** start **
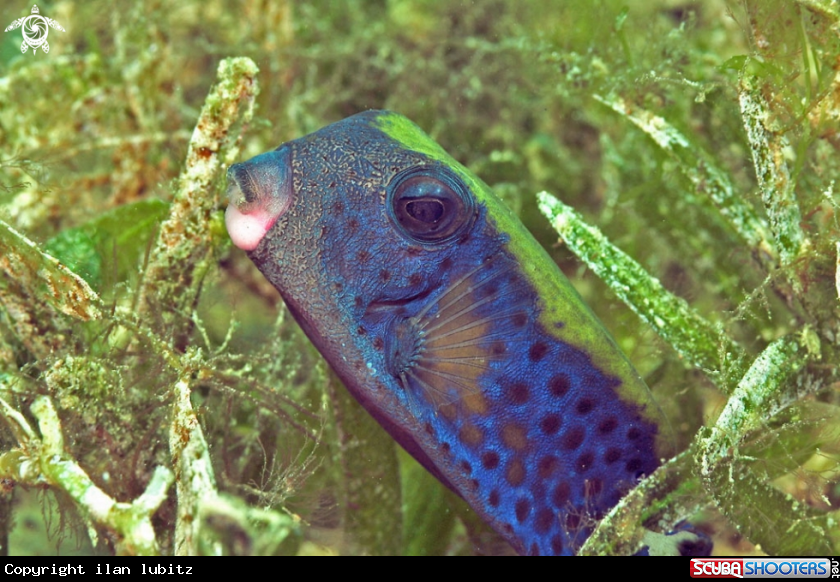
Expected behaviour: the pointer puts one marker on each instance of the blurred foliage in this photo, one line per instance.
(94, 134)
** end **
** start **
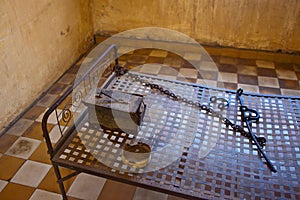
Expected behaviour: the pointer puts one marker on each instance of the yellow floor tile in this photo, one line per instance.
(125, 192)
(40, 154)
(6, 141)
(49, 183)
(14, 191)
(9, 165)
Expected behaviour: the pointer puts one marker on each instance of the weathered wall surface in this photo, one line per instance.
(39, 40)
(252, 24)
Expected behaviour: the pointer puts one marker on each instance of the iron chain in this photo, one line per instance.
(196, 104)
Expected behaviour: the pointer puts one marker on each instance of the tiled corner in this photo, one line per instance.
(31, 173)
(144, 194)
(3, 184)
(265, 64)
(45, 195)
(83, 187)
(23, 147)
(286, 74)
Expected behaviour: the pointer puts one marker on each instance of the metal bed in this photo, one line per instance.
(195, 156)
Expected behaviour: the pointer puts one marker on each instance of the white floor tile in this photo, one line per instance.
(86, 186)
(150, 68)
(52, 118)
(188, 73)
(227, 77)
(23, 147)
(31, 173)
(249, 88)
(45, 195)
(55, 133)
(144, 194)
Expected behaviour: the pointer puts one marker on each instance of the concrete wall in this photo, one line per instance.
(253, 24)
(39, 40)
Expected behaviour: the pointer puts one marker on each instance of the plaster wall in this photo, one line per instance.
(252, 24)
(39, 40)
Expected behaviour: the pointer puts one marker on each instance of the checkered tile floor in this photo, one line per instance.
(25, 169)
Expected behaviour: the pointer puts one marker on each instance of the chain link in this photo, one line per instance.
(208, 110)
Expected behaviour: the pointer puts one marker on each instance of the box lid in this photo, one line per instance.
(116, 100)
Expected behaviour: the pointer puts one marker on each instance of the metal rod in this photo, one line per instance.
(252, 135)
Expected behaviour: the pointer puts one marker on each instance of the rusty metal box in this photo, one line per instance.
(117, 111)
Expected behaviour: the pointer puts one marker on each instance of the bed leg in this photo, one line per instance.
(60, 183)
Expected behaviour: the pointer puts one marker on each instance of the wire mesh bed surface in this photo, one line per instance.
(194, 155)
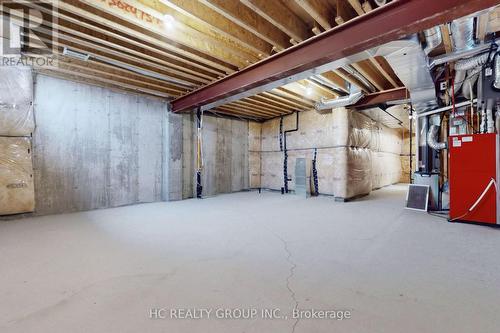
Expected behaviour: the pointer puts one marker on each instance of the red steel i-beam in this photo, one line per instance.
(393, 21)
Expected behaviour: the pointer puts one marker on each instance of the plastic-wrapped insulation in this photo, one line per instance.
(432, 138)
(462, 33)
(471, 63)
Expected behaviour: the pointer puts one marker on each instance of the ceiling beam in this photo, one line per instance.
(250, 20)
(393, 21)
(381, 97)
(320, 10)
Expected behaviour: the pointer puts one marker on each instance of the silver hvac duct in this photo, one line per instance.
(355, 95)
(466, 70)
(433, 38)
** end **
** start **
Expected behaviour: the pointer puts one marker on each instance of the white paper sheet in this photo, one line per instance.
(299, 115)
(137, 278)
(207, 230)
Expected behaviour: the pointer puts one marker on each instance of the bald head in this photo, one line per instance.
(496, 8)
** end **
Gather every line of the data above that contains the word "white". Treat uppercase and lowercase as different.

Expected behaviour: the pointer puts one marker on each instance of the white floor tile in this photo, one line per instance.
Expected behaviour: the pointer puts one marker on each instance of the white paper sheet in this photo, one line per instance.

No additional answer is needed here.